[TEXT SEGMENT]:
==*==

Both /dev and /sys are not just single filesystems, but have several other things mounted in them (for example there are several cgroups mounted below /sys), which the recursive mount replicates under your chroot mountpoint.

root@localhost:~# mount | grep 'chroot/sys'
sysfs on /media/chroot/sys type sysfs (rw,nosuid,nodev,noexec,relatime)
none on /media/chroot/sys/fs/cgroup type tmpfs (rw,relatime,size=4k,mode=755)
cgroup on /media/chroot/sys/fs/cgroup/cpuset type cgroup (rw,relatime,cpuset)
cgroup on /media/chroot/sys/fs/cgroup/cpu type cgroup (rw,relatime,cpu)
cgroup on /media/chroot/sys/fs/cgroup/cpuacct type cgroup (rw,relatime,cpuacct)
cgroup on /media/chroot/sys/fs/cgroup/blkio type cgroup (rw,relatime,blkio)

==*==

[ENTRIES SHOWN]:
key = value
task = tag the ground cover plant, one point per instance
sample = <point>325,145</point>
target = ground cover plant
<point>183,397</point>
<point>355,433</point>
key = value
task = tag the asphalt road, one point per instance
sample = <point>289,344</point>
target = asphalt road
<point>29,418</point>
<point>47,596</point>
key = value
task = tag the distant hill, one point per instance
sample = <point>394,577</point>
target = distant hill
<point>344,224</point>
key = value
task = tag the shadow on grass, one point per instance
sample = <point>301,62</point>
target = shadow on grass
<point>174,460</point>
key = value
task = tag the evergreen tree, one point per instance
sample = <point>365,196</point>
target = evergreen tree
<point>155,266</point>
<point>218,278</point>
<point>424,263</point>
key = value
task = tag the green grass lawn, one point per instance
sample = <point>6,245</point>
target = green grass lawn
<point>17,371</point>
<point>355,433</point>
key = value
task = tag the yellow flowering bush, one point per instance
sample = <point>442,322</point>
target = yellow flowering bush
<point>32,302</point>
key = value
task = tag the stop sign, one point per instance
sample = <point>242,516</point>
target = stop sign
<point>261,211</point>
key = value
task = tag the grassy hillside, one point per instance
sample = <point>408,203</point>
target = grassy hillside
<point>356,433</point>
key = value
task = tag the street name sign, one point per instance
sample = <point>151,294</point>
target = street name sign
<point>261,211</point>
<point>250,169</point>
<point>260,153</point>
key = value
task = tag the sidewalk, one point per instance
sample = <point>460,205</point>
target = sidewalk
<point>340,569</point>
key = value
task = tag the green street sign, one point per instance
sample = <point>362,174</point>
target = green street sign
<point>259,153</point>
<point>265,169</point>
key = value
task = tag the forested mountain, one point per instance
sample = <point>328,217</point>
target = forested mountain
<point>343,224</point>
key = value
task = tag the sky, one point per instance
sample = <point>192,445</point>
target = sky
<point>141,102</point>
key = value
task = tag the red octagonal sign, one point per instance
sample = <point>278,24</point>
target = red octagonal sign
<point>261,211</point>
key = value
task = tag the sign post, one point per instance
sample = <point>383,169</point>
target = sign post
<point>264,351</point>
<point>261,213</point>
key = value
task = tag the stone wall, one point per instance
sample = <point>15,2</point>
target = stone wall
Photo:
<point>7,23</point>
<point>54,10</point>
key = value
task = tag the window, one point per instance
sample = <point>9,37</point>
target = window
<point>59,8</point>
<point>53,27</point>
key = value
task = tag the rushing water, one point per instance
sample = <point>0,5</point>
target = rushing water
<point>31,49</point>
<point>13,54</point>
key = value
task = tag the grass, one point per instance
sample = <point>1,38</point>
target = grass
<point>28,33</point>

==*==

[EXERCISE DESCRIPTION]:
From the mount listing in the text on chroot mounts, list every mountpoint whose filesystem type is cgroup.

[CORRECT RESULT]:
/media/chroot/sys/fs/cgroup/cpuset
/media/chroot/sys/fs/cgroup/cpu
/media/chroot/sys/fs/cgroup/cpuacct
/media/chroot/sys/fs/cgroup/blkio